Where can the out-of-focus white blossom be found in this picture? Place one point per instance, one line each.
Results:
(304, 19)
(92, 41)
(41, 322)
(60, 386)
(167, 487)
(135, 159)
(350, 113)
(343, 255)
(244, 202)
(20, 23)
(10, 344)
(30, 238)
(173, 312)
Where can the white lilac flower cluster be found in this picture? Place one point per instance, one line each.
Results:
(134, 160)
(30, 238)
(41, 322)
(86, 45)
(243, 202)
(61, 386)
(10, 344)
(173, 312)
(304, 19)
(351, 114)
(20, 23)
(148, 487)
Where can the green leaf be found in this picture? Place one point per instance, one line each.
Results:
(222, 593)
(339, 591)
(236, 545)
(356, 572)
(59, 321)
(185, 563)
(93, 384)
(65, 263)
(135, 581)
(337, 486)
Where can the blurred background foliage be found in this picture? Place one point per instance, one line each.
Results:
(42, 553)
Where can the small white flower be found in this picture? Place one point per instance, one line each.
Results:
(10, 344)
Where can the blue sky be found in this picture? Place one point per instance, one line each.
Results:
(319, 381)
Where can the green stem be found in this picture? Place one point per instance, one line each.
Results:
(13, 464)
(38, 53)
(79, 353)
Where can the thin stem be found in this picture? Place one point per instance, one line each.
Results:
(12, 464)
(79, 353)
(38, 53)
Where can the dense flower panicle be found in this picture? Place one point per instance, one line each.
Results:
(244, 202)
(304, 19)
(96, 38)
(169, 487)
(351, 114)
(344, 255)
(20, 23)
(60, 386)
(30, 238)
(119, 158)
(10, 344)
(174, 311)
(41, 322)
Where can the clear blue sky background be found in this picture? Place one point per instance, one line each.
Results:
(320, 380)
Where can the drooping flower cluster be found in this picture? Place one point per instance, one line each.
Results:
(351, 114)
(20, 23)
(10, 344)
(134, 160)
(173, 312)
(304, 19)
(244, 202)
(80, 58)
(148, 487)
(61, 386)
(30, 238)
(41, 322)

--------------------------------

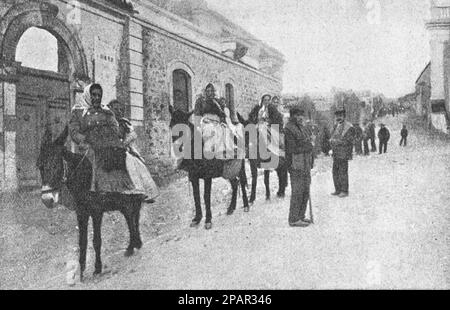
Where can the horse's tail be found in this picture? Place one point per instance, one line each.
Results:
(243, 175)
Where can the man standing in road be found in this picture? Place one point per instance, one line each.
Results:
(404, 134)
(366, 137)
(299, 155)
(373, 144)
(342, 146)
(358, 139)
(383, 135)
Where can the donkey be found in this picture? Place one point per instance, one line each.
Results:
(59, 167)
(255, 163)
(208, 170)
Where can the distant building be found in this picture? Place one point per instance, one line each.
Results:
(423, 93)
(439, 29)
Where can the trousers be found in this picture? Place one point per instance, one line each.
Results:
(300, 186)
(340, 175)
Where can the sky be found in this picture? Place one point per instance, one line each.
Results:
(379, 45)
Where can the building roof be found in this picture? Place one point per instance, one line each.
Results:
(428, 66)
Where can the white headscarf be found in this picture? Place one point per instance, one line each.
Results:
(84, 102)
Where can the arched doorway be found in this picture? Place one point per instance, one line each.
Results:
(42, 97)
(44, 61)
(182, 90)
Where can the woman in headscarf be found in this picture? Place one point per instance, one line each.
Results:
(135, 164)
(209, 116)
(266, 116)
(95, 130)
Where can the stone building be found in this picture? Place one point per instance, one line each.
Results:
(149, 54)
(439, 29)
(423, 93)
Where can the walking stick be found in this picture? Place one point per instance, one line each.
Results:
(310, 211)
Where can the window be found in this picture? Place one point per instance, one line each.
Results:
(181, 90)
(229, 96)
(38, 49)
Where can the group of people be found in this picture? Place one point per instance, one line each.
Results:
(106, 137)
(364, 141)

--------------------------------

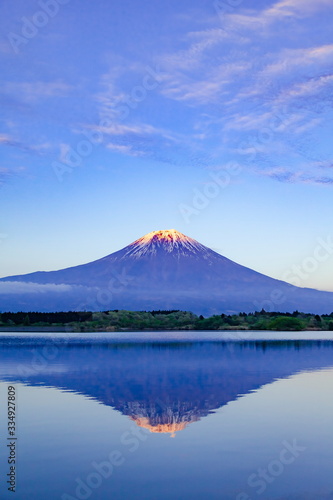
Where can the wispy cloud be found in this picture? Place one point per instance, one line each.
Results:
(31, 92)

--------------------------------

■ **TASK REQUIREMENTS**:
Pull out each line above that contains the word "cluster", and list those lines.

■ **SOLUTION TO THE PROBLEM**:
Where can the white lilac flower cluster be found in this picture? Place one point per instance, one line each.
Where can the drooping flower cluster be found in this picture? Place one point per instance, one line each.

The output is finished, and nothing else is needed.